───── DATASET EXCERPTS

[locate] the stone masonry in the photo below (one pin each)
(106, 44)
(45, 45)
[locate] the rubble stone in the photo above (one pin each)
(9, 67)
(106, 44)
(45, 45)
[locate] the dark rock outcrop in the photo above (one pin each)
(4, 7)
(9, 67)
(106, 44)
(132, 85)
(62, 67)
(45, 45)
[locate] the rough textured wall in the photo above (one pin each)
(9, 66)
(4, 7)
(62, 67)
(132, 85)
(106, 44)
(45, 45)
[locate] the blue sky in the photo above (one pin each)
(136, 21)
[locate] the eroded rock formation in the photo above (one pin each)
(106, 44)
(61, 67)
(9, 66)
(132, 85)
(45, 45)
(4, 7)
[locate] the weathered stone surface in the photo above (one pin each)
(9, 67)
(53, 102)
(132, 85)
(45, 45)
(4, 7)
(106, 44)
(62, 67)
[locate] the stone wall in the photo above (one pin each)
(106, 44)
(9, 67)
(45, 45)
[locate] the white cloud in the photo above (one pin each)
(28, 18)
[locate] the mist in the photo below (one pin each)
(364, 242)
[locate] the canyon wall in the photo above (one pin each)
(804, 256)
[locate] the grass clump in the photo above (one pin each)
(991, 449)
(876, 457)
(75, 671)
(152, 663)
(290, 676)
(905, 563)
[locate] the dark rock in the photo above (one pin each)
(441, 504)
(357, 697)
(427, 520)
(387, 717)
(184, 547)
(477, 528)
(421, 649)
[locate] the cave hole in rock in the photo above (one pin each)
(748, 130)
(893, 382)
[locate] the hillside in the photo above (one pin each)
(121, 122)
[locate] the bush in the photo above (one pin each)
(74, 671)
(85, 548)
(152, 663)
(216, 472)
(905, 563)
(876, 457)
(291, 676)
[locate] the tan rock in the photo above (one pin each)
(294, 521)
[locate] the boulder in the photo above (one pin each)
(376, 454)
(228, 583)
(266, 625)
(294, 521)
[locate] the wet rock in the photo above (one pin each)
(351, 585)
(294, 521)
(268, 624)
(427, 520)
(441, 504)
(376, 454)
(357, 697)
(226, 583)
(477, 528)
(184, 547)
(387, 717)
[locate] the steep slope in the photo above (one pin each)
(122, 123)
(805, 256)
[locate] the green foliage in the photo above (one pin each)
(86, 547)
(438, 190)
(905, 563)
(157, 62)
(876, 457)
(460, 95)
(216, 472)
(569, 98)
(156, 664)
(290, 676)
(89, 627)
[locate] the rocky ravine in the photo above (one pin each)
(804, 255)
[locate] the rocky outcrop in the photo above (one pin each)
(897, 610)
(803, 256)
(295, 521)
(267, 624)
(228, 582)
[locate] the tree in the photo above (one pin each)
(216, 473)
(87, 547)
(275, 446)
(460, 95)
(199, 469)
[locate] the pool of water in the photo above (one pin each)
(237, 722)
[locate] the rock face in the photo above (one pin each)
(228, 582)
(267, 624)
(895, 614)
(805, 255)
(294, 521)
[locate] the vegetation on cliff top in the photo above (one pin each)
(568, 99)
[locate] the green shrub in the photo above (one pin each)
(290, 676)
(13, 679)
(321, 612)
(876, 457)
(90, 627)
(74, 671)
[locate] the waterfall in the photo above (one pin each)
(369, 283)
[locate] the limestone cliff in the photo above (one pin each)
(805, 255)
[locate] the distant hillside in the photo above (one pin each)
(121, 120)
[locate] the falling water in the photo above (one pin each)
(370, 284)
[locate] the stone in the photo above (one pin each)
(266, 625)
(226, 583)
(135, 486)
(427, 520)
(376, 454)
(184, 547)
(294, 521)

──────────

* _REQUIRED TASK_:
Repeat every entry exactly as written above.

* _RESPONSE BELOW_:
[locate] the stone masonry in the photo below (one pin each)
(106, 44)
(45, 45)
[locate] the rubble stone in the photo above (one pin each)
(9, 67)
(106, 44)
(45, 45)
[locate] the dark rock outcrop in the photo above (one pin each)
(4, 7)
(9, 67)
(106, 44)
(132, 85)
(62, 67)
(45, 45)
[locate] the rough textured wall in the photo above (one pin each)
(9, 66)
(4, 7)
(62, 67)
(132, 85)
(106, 44)
(45, 45)
[locate] the blue sky in the photo above (one pin each)
(136, 21)
[locate] the eroded rock formation in the photo above (one pin each)
(106, 44)
(61, 67)
(9, 66)
(132, 85)
(45, 45)
(4, 7)
[locate] the weathered stone surface in the photo above (one pin each)
(9, 67)
(53, 102)
(132, 85)
(45, 45)
(4, 7)
(106, 44)
(62, 67)
[locate] the stone wall in the photo above (one pin each)
(106, 44)
(9, 67)
(45, 45)
[locate] the white cloud in the photo above (one pin each)
(28, 18)
[locate] the mist in the photo below (one pin each)
(364, 242)
[locate] the canyon wall in the photo above (one pin each)
(804, 256)
[locate] the grass clump in the photo above (one pin each)
(991, 449)
(876, 457)
(75, 671)
(152, 663)
(290, 676)
(905, 563)
[locate] the dark rock in the photo above (one pin each)
(441, 504)
(357, 697)
(427, 520)
(387, 717)
(184, 547)
(477, 528)
(421, 649)
[locate] the cave hole in rock in the photo above (one pin each)
(748, 130)
(893, 382)
[locate] the hillside in the photo above (one pin each)
(121, 122)
[locate] the bush in the photo above (one pin each)
(74, 671)
(85, 548)
(152, 663)
(216, 472)
(905, 563)
(876, 457)
(291, 676)
[locate] the tan rock in the photo above (one pin each)
(294, 521)
[locate] the boulder in the photo above (one pin each)
(376, 454)
(228, 583)
(266, 625)
(294, 521)
[locate] the wet rock in the photo above (one pin each)
(351, 585)
(294, 521)
(268, 624)
(427, 520)
(441, 504)
(376, 454)
(357, 697)
(226, 583)
(477, 528)
(184, 547)
(387, 717)
[locate] the steep slope in the photo above (one pin each)
(122, 123)
(805, 256)
[locate] the green foliage in the photo above (one pin each)
(86, 547)
(438, 190)
(905, 563)
(157, 62)
(876, 457)
(460, 95)
(216, 472)
(569, 98)
(156, 664)
(290, 676)
(89, 627)
[locate] the rocky ravine in the photo above (one pin each)
(804, 255)
[locate] the rocky outcrop in the photo above (one pin each)
(897, 610)
(803, 256)
(295, 521)
(267, 624)
(228, 582)
[locate] the tree in the photo above (one pin each)
(216, 473)
(87, 547)
(275, 446)
(460, 95)
(199, 469)
[locate] the pool of water in the photo above (one pin each)
(237, 722)
[locate] the rock face in the photo above (one pin each)
(228, 582)
(267, 624)
(895, 614)
(805, 255)
(294, 521)
[locate] the vegetation on cliff top in the photo above (one pin each)
(568, 99)
[locate] the green shrub in the photo above (one pin each)
(290, 676)
(13, 679)
(321, 612)
(876, 457)
(90, 627)
(74, 671)
[locate] the waterfall in the photo above (one pin each)
(369, 283)
[locate] the limestone cliff in the photo above (one pin each)
(805, 255)
[locate] the distant hillside in the photo above (one pin each)
(121, 120)
[locate] the falling water in the photo above (one pin each)
(370, 284)
[locate] the stone in the photo above (one pin each)
(266, 625)
(226, 583)
(135, 486)
(427, 520)
(376, 454)
(184, 547)
(294, 521)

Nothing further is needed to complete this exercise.